**ЧТО ТРЕБУЕТСЯ:**
Продолжите приведенный ниже текст о переменах в жизни Андреева и о пьесе «Жизнь человека», начав сразу после его последнего предложения.

Он сменит место жительства: вместо простодушной и «слишком густой по запаху» Москвы поселится в столичном и чопорном Петербурге, где так хорошо ощущается им «близость целого символического арсенала». Он переменит место работы — вместо горьковского «Знания» его начнет печатать символистский «Шиповник». Он изменит газетный имидж — из «бытописателя» и «первого подмаксимовика» обратится в «факел» и «корифея русского модернизма», из «тени Горького» — в его заклятого врага. Скитальца, Бунина, Зайцева вытеснят в его сердце Блок, Сологуб и Чулков. Вечный странник — станет владельцем огромной виллы. Вдовец обернется женихом, а вскоре — молодым мужем. Сомнительного новичка-драматурга, путь которого в театр наглухо перекрыт цензурой, заменит модный властитель сцены, за его пьесы вскоре будут сражаться лучшие театры империи.
Странно, но все или почти все эти перемены были так или иначе связаны, предугаданы, пророчески заложены в пьесе, разломившей жизнь и судьбу Андреева на две равные доли. Это — «Жизнь человека». «Не берусь судить, насколько эта пьеса изображает жизнь человека вообще, но для жизни самого Андреева она оказалась жутко пророческой — над ним самим сбылась вся жуть этой кошмарной фантазии, — и тогда и потом никто из пишущих об Андрееве не мог обойти этой ключевой драмы, — была „любовь и бедность“, потом „слава и богатство“, фантастический дом „в пятнадцать комнат“, смерть жены, гибель покинутого дома, в котором „мыши скребутся“, и внезапная страшная „смерть человека“. Все сбылось»[303]. Николай Дмитриевич Телешов выразил то общее место о роли «Жизни человека» в судьбе ее автора, эту мысль разделял и сам Андреев. Никому никогда не простил он отрицательного отношения к пьесе, что была для него, — как с яростью и грустью объяснял он одному из «хулителей», — «не литературой, а мною самим, моей душой…».

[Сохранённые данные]
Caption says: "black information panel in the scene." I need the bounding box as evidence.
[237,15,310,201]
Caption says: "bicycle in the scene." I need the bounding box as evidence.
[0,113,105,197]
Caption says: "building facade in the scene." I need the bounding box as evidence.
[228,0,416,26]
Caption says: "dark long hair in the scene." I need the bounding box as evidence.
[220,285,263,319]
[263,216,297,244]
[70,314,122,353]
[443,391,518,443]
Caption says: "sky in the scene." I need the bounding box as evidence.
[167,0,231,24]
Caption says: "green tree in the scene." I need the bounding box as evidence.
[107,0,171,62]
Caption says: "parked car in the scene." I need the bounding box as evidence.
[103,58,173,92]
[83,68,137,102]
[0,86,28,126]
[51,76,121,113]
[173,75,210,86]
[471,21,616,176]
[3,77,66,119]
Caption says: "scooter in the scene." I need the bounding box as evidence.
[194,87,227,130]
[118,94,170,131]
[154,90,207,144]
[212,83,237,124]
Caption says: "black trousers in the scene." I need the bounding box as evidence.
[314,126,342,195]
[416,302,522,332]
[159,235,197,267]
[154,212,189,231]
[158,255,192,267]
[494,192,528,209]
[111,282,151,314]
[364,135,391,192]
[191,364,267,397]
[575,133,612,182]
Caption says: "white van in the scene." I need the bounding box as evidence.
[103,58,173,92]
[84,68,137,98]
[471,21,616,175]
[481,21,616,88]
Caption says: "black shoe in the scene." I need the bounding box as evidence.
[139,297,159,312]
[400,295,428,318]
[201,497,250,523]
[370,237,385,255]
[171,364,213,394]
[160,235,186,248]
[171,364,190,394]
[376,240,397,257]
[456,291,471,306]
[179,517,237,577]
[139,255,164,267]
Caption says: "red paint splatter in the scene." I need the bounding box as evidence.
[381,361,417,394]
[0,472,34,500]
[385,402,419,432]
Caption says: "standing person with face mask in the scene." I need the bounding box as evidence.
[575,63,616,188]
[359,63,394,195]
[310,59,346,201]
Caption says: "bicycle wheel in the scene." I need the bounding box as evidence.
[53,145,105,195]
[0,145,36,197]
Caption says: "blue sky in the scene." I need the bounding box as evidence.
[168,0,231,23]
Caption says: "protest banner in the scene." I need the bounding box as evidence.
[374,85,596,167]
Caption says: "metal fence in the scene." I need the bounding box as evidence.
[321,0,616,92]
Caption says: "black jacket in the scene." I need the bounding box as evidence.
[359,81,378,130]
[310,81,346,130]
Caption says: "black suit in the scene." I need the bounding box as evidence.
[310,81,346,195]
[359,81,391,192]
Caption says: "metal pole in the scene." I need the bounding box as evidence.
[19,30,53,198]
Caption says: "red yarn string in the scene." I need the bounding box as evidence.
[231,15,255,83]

**ОЖИДАЕМЫЙ ОТВЕТ:**
«Представление в пяти действиях с прологом», законченное еще до «новой эры» — еще до рождения Даниила и смерти Александры Михайловны — в октябре 1906 года — и ей же посвященное, получает широчайшую, поистине триумфальную известность как раз во время возвращения Леонида Николаевича в Россию. Слава автора нашумевшей пьесы «накрыла» его разом, ибо, по ехидному замечанию О. Мандельштама, «не было тогда дома, где бы не бренчали одним пальцем тупую польку из „Жизни человека“»[304].
Между тем жизнь «Жизни…» начиналась непросто. Как мы помним, едва закончив работу, Андреев отправляет драму в МХТ, где (о чудо!) ее судьба оказывается удачливее участи младших сестер — ранних реалистических пьес «Савва» и «К звездам» — уже 19 октября В. И. Немирович-Данченко читает пьесу на труппе, читка имеет успех, пьеса без заминок проходит Цензурный комитет и принимается к постановке. Андреев не может скрыть радости: «Придумал новую драматическую форму, такую, что декаденты рот разинут!» — и было отчего: само строение пьесы перечеркивало элементарные понятия о драме — в ней не было ни характеров, ни интриги. Даже смелые искания символистов были не столь радикальны.